◆ **Excerpt**

In the graph_cell_fitness routine a window is thrown on the screen which lets you see the overall fitness of the cell. This is calculated quite simply by adding up the fitness of each chromosome. As they get more fit the whole cell value is more fit. This is just a straightforward way to see your chromosomes "growing" toward some value.
Here is an example of what you'll see:
In this case, the graph nicely moves upward, but often the graph will "flatten out." This means you have reached a local optima. This is the value of having multiple runs in for a problem, for many times you can avoid falling into the same local optima. You may set the runs in the declaration section of the program. The width of the window remains constant now matter how many generations you prescribe for each run. Think of the window as automatically scaling the graph to your input. (This is noted in the source code.)
If your chromosomes find a perfect match in terms of fitness, GALIB will report this:
The (2,1) in the above message indicates where in the cell the chromosome is found. This cell had 12 chromosomes in it, and a perfect fit was found on the 4th run after 17 generations of births/deaths. The total number of births was 1332, but this was because of the multiple runs. The variables here are tied to this equation: x * y + z = 28. Here then 2 multiplied by 11 equals 22, then add 6 and you get 28. Finally, the chromosome in question is shown. In the above picture, I have marked off the genome with red lines. The first gene is six bits, 000010, which is the x value (and thus 2). The second gene is nine bits, 000001011, which is the y value (and thus 11). The third is also nine bits, 000000110, which is the z value (and thus 6).
Clicking the OK allows the runs to continue, clicking Cancel will halt the program.

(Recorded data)
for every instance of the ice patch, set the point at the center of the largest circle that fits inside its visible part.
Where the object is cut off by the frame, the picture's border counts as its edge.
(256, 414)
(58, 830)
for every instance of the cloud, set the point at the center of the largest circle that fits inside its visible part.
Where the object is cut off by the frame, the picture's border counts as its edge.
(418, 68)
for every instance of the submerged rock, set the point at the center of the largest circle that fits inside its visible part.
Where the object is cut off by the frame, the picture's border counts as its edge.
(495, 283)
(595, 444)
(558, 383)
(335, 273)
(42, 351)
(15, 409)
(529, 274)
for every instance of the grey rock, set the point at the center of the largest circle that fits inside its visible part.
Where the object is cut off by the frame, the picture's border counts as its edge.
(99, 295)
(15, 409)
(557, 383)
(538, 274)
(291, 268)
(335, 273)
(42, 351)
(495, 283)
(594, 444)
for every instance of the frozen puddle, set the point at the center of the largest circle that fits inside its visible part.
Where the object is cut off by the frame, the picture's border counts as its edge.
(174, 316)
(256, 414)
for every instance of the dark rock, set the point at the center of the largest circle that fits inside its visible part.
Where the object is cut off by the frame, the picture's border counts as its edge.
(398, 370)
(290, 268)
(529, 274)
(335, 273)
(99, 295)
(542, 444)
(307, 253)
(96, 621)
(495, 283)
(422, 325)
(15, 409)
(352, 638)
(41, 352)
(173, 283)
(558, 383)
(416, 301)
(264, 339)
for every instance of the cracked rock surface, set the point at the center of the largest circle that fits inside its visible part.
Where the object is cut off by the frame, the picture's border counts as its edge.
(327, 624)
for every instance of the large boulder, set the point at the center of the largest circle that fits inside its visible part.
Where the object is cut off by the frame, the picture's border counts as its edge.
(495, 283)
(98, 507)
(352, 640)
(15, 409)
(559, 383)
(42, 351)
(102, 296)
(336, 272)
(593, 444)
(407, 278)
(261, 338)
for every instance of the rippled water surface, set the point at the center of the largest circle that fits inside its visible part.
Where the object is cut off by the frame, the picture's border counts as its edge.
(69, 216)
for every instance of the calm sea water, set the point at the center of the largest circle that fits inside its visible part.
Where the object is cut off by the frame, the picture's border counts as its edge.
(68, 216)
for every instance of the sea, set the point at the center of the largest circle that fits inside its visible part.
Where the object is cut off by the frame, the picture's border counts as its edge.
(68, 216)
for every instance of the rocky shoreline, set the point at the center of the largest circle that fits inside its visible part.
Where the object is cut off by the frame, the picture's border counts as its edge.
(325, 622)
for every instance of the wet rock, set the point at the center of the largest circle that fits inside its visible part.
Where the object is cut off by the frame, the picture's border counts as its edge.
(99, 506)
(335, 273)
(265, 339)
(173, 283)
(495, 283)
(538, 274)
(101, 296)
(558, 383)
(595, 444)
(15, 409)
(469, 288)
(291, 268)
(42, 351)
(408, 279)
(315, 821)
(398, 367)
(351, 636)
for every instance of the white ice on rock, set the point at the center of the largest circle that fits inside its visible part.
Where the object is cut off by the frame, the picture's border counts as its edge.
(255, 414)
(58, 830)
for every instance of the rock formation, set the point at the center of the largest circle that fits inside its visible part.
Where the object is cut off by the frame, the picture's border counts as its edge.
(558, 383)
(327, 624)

==

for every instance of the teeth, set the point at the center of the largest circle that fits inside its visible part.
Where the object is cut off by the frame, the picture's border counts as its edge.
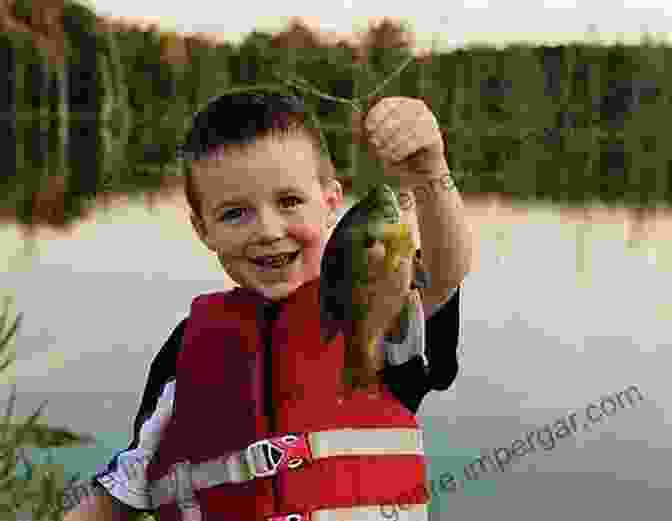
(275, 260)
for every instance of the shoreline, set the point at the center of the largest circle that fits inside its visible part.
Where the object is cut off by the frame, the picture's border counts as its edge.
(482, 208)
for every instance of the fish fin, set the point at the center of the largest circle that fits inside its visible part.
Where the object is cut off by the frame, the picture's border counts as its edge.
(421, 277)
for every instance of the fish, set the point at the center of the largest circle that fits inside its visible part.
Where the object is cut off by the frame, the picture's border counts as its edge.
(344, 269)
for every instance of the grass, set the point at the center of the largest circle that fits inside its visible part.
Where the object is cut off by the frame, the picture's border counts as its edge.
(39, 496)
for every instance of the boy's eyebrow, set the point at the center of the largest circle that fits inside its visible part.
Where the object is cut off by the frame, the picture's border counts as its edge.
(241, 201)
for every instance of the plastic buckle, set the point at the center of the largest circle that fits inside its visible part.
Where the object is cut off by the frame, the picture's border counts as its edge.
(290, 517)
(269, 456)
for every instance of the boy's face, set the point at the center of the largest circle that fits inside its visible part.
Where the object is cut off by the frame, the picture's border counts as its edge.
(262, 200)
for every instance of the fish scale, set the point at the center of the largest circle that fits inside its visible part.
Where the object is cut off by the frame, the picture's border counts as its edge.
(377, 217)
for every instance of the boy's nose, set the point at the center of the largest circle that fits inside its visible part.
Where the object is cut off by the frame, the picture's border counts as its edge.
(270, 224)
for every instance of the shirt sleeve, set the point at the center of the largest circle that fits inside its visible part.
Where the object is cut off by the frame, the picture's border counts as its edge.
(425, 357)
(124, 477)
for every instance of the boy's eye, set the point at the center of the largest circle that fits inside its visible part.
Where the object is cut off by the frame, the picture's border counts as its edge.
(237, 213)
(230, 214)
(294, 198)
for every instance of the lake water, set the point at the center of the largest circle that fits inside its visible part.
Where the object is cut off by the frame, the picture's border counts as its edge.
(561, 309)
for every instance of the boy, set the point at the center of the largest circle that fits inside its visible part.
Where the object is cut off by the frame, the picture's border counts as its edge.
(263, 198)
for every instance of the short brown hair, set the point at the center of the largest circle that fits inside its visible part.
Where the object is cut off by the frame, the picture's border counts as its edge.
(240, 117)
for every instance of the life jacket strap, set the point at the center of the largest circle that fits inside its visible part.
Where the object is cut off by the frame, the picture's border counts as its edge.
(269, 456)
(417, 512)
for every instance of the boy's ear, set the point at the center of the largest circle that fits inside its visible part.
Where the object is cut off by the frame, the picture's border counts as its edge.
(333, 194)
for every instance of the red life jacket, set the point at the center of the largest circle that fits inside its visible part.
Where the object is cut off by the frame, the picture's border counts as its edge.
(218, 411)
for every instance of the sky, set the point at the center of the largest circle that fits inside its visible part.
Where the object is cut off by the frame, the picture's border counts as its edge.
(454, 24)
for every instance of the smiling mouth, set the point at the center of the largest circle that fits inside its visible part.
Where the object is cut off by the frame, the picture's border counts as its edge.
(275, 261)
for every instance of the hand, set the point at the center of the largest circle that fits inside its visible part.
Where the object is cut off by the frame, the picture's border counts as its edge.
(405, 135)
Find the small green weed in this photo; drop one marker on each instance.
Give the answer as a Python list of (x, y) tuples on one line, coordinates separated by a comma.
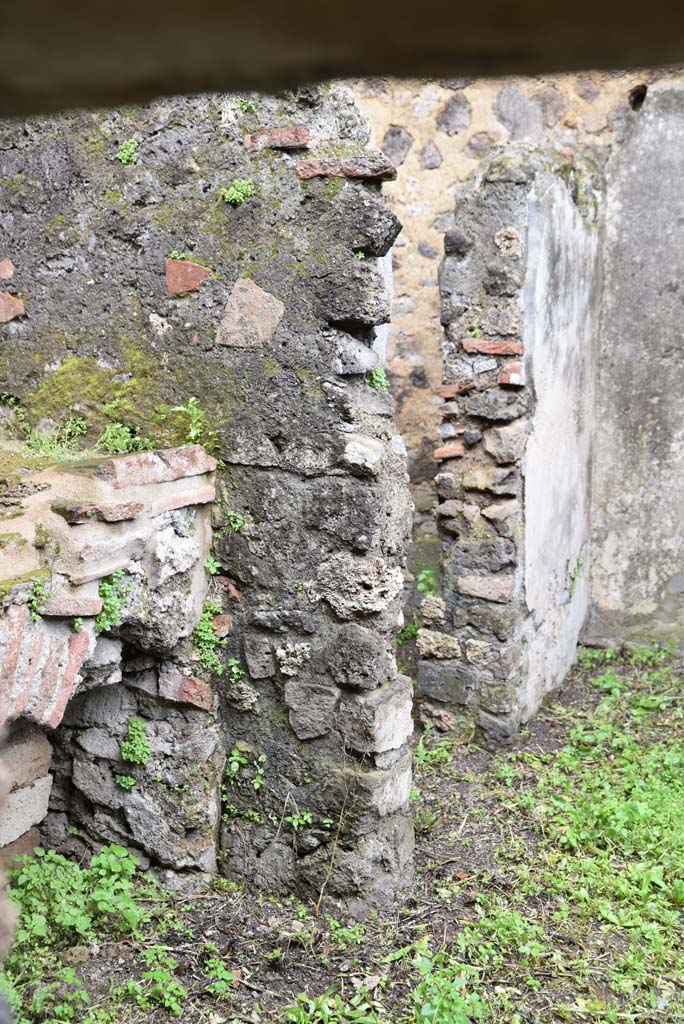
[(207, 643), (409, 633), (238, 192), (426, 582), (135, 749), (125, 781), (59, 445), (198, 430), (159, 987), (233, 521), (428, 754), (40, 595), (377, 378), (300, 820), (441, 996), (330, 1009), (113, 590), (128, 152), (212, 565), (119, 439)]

==

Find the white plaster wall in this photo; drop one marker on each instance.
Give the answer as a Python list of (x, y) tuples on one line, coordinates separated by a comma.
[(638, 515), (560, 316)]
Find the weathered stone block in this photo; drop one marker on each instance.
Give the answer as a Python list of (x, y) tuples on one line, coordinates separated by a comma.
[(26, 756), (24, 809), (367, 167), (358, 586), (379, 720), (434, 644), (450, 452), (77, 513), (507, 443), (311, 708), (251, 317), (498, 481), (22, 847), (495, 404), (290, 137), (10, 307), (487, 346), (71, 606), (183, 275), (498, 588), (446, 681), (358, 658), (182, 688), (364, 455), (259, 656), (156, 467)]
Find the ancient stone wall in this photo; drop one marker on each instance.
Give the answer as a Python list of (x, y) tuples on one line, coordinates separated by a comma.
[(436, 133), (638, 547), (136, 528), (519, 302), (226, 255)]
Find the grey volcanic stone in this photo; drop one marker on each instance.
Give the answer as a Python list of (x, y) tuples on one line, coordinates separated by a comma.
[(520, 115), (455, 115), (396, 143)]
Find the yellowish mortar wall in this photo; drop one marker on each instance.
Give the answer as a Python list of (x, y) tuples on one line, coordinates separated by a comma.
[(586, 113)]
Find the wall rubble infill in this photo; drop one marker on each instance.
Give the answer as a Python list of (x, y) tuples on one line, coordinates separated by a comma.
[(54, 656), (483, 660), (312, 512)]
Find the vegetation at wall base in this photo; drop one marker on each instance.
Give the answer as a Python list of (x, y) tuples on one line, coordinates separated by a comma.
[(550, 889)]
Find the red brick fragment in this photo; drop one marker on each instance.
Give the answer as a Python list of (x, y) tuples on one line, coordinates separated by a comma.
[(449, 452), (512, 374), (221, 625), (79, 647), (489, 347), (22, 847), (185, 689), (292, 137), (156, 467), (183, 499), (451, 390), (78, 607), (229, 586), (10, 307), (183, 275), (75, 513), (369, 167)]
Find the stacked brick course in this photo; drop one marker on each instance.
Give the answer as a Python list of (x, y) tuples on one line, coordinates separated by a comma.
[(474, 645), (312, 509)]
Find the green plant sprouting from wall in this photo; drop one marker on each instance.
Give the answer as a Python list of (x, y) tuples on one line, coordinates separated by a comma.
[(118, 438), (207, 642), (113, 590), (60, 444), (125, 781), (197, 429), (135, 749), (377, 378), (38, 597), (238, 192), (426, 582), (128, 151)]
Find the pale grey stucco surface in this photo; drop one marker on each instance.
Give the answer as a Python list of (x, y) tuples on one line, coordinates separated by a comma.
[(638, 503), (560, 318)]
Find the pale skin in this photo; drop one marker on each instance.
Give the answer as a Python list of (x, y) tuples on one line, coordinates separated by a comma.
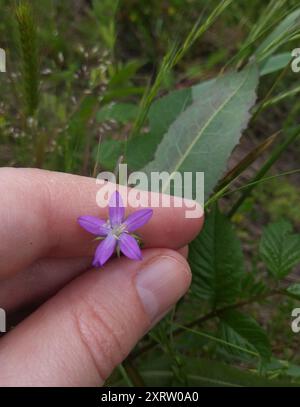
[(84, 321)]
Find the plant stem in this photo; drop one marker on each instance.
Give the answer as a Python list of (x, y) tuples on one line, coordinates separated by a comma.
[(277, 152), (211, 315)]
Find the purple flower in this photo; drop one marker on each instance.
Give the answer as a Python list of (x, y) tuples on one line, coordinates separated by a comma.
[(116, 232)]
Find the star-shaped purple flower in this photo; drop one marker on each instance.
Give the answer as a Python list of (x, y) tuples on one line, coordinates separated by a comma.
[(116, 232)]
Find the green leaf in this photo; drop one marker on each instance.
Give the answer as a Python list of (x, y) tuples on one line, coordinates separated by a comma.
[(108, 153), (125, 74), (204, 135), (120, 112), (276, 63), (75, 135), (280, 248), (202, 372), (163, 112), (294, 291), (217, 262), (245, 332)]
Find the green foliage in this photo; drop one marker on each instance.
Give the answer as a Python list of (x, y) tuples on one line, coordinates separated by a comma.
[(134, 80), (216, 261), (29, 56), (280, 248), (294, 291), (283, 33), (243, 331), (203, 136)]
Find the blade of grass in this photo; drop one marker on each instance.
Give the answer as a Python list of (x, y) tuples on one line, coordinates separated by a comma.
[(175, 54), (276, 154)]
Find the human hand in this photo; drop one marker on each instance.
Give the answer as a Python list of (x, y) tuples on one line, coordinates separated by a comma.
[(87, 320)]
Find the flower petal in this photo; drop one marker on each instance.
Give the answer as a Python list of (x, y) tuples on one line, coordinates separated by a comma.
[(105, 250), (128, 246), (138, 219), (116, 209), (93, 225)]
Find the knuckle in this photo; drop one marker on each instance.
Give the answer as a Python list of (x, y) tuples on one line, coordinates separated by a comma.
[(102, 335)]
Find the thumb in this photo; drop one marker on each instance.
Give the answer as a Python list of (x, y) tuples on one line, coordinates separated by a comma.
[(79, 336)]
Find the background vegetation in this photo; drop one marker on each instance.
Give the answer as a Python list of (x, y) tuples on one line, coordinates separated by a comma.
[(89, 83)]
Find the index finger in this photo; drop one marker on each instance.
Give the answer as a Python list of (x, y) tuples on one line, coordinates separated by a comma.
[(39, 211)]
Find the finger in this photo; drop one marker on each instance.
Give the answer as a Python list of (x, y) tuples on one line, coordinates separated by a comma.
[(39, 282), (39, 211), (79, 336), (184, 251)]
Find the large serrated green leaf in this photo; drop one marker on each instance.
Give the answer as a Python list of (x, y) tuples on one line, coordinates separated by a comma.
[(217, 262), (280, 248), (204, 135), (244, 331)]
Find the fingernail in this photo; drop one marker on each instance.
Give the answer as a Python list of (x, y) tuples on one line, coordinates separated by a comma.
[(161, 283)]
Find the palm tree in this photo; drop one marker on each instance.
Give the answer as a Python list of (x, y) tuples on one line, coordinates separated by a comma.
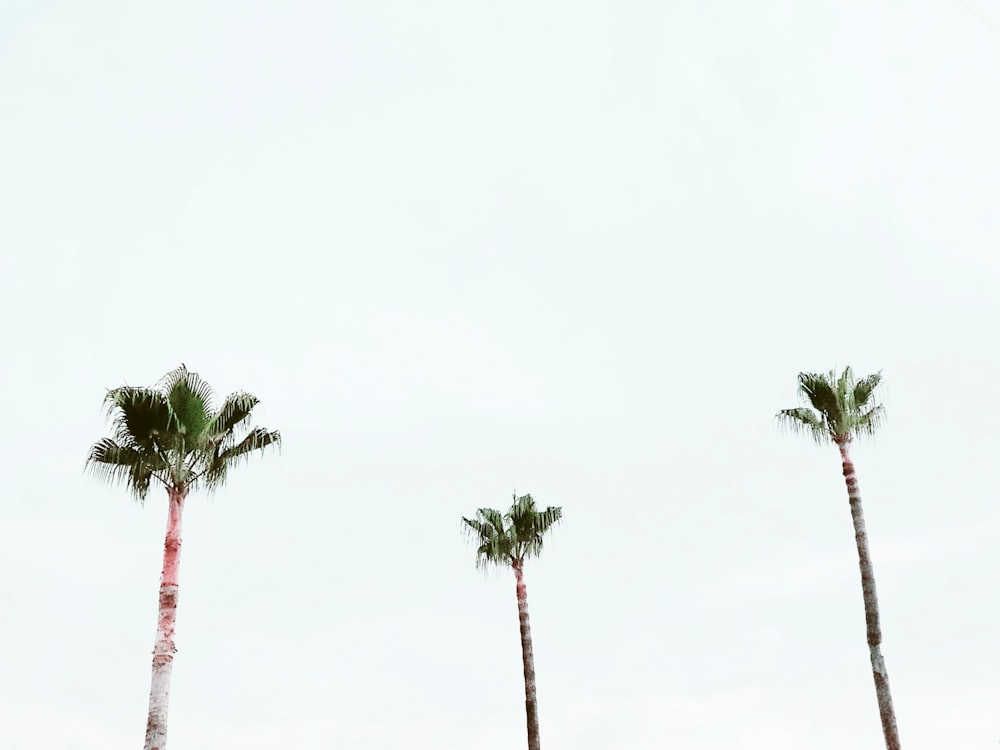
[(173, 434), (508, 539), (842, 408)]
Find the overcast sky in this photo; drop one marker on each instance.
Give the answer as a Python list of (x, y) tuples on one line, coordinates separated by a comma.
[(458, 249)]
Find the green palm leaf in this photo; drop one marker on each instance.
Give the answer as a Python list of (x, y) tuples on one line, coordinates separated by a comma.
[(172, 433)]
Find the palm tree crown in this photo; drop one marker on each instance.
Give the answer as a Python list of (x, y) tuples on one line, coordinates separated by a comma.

◆ **Requirement**
Retype the whole text about the GALIB cell fitness graph word for word. The records come from a separate source and have no connection to the text.

◆ **Task answer**
In the graph_cell_fitness routine a window is thrown on the screen which lets you see the overall fitness of the cell. This is calculated quite simply by adding up the fitness of each chromosome. As they get more fit the whole cell value is more fit. This is just a straightforward way to see your chromosomes "growing" toward some value.
Here is an example of what you'll see:
In this case, the graph nicely moves upward, but often the graph will "flatten out." This means you have reached a local optima. This is the value of having multiple runs in for a problem, for many times you can avoid falling into the same local optima. You may set the runs in the declaration section of the program. The width of the window remains constant now matter how many generations you prescribe for each run. Think of the window as automatically scaling the graph to your input. (This is noted in the source code.)
If your chromosomes find a perfect match in terms of fitness, GALIB will report this:
The (2,1) in the above message indicates where in the cell the chromosome is found. This cell had 12 chromosomes in it, and a perfect fit was found on the 4th run after 17 generations of births/deaths. The total number of births was 1332, but this was because of the multiple runs. The variables here are tied to this equation: x * y + z = 28. Here then 2 multiplied by 11 equals 22, then add 6 and you get 28. Finally, the chromosome in question is shown. In the above picture, I have marked off the genome with red lines. The first gene is six bits, 000010, which is the x value (and thus 2). The second gene is nine bits, 000001011, which is the y value (and thus 11). The third is also nine bits, 000000110, which is the z value (and thus 6).
Clicking the OK allows the runs to continue, clicking Cancel will halt the program.